> [Problem details]: With the pictures excluded, repeat every entry exactly.

*** Input data Section Begins ***

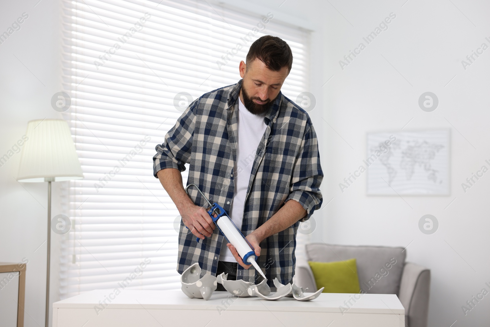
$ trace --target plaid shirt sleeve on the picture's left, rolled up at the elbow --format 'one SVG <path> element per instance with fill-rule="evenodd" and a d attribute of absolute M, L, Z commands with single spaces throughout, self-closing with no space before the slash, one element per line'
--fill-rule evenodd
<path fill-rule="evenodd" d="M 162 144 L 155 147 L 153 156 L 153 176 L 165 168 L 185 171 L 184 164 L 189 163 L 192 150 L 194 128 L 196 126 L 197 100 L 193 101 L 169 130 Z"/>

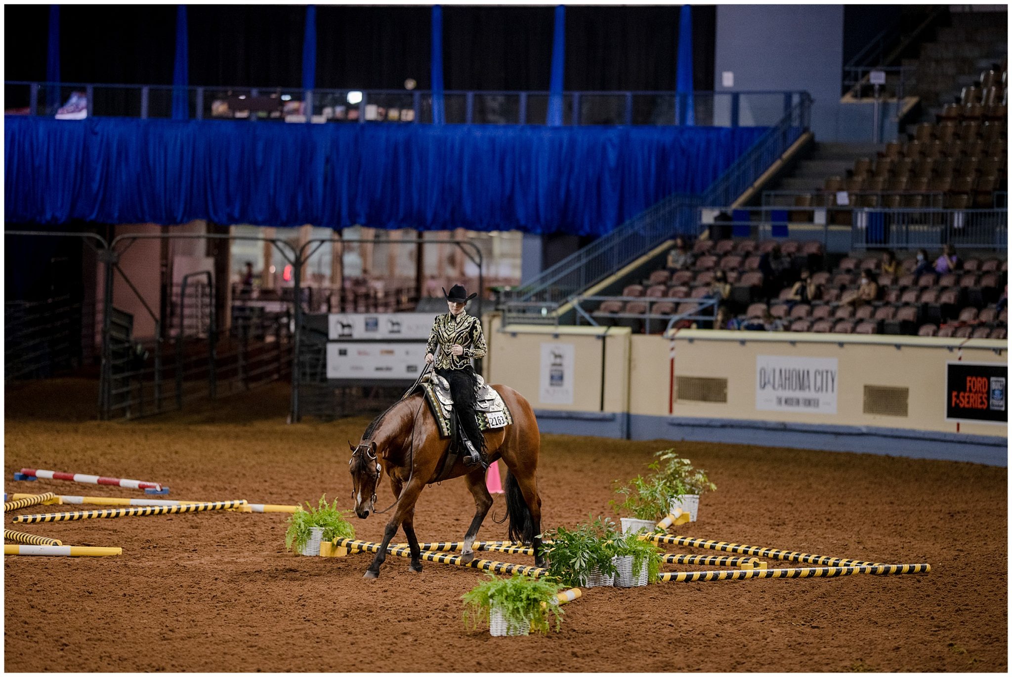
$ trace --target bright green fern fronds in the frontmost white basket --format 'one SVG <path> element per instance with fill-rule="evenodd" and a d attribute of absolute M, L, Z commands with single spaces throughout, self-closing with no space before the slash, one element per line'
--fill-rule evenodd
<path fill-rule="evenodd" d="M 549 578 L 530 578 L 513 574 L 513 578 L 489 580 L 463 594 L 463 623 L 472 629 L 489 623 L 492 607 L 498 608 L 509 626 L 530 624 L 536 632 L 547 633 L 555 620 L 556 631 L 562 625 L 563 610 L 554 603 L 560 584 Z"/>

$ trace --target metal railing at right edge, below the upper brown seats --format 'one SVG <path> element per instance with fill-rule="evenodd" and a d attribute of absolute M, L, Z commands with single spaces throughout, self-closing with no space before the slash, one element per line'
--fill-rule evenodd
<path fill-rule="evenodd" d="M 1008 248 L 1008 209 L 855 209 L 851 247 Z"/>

*** Input data Section Ends ***

> [Expected output]:
$ trace --target plaid shirt sleeve on the picture's left, rolled up at the elbow --format 'one SVG <path> element per instance with fill-rule="evenodd" and a d attribute of absolute M, L, Z commands with single spaces throughout, self-closing with no space before the slash, one element per line'
--fill-rule evenodd
<path fill-rule="evenodd" d="M 162 144 L 155 147 L 153 156 L 153 176 L 165 168 L 185 171 L 184 164 L 189 163 L 192 150 L 194 128 L 196 126 L 197 100 L 193 101 L 169 130 Z"/>

$ trace --target bright green fern fronds in the frontmost white basket --format 'one SVG <path> element per instance with fill-rule="evenodd" and a d attribute of absolute M, L, Z commands with single spaces throughout, self-closing with no space before the slash, one element per line'
--fill-rule evenodd
<path fill-rule="evenodd" d="M 549 578 L 530 578 L 513 574 L 513 578 L 489 580 L 463 594 L 463 623 L 472 629 L 489 623 L 492 607 L 498 608 L 509 626 L 530 624 L 536 632 L 547 633 L 555 620 L 556 631 L 562 625 L 563 610 L 554 603 L 560 584 Z"/>

$ trace --target metal railing at right edge, below the upper brown seats --format 'one SVG <path> element per instance with fill-rule="evenodd" and a d attribute of absolute M, L, Z commands with single spaces throughout, self-closing with no space before the slash, one element per line'
--fill-rule evenodd
<path fill-rule="evenodd" d="M 1008 248 L 1008 209 L 855 209 L 851 247 Z"/>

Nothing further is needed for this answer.